*WORK TO COMPLETE*:
A: Repeat the part of the Jesse Haines passage that begins at the words "Impossible dream" and stops after the words "of the Phillies.", keeping its wording unchanged.
B: According to the passage on Jesse Haines, which other pitcher threw a shutout and hit a home run in a World Series game?
C: Pick up the account of Jesse Haines's 1926 World Series game after its last sentence and keep writing it.

In the first World Series game played in St. Louis, nine future inductees into the National Baseball Hall of Fame, including Babe Ruth, Lou Gehrig and Rogers Hornsby, appeared in the starting lineups. The player who delivered the masterpiece performance was the pitcher among that stellar cast, Jesse Haines of the Cardinals.
On Oct. 5, 1926, in Game 3 of the World Series at Sportman’s Park, Haines pitched a complete-game shutout and hit a two-run home run, carrying the Cardinals to a 4-0 victory.
Haines and Bucky Walters of the 1940 Reds are the only pitchers with a shutout and a home run in a World Series game. Walters achieved his feat in Game 6 against the Tigers.
Impossible dream
With his performance, Haines defied the odds. Consider:
_ The 1926 Yankees featured the famed “Murderer’s Row” lineup of Ruth, Gehrig, two other future Hall of Famers, Tony Lazzeri and Earle Combs, and standouts Bob Meusel and Joe Dugan.
_ The Yankees, who led the major leagues in runs scored (847) in 1926, had been shut out just three times during the regular season.
_ Haines, in his eighth big-league season, had hit one career home run. It occurred six years earlier on Aug. 11, 1920, at Philadelphia against former Cardinals pitcher Lee Meadows of the Phillies.

*PROVIDED MATERIAL*:
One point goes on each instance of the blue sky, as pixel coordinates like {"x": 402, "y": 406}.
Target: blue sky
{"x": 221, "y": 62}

*ANSWERS FOR THIS EXERCISE*:
A:
Impossible dream
With his performance, Haines defied the odds. Consider:
_ The 1926 Yankees featured the famed “Murderer’s Row” lineup of Ruth, Gehrig, two other future Hall of Famers, Tony Lazzeri and Earle Combs, and standouts Bob Meusel and Joe Dugan.
_ The Yankees, who led the major leagues in runs scored (847) in 1926, had been shut out just three times during the regular season.
_ Haines, in his eighth big-league season, had hit one career home run. It occurred six years earlier on Aug. 11, 1920, at Philadelphia against former Cardinals pitcher Lee Meadows of the Phillies.

B: Bucky Walters of the 1940 Reds.

C:
Seeing red
Haines also had to deal with the heightened expectations of a city stirred into a frenzy by the thrill of hosting its first World Series game.
“Classes in public schools were dismissed at 1:30 and the pupils assembled in the auditoriums to hear the Cardinals-Yankees scores by radio,” the St. Louis Post-Dispatch reported.
“Buildings in the neighborhood of the (ballpark) held many long-distance fans, who cocked ears and craned necks, some leaning out windows, others standing on roofs,” the newspaper reported. “Many a chimney top was dusted off to make a seat for a fan.”
In the New York American, Damon Runyon observed, “The city is jammed with wide-hatted Missourians and fat-waisted Ohioans and thin-flanked Illinoisans and other of the citizenry of the Mississippi Valley.”
A crowd of 37,708 _ the largest to attend a baseball game in St. Louis at that time _ stuffed into Sportsman’s Park.
“When the teams took the field, there was not a vacant seat in lower stand, upper stand, pavilion or bleachers _ row upon row of humanity splashed with red,” the Post-Dispatch wrote. “It was the only color visible. Women wore it in their hats. Men in their neckties. Red scarfs, red shirts, red dresses, red flowers _ Cardinal red.”
Go crazy, folks
The Cardinals and Yankees had split the first two games of the World Series in New York. Haines had appeared in Game 1 on Oct. 2, pitching a scoreless eighth inning in relief of starter Bill Sherdel.
Three days later, he was starting Game 3 behind a Cardinals lineup that included fellow future Hall of Famers Jim Bottomley, Chick Hafey, Billy Southworth and Hornsby. (Unlike the others, Southworth, though an outfielder with pop, would be elected to the Hall of Fame as a manager, not a player.)
In the top of fourth, the game was delayed for a half-hour by a downpour that left the infield a mess.
In the bottom half of the inning, the Cardinals ahead, 1-0, Haines batted from the right side against starter Dutch Ruether with a runner on first and two outs.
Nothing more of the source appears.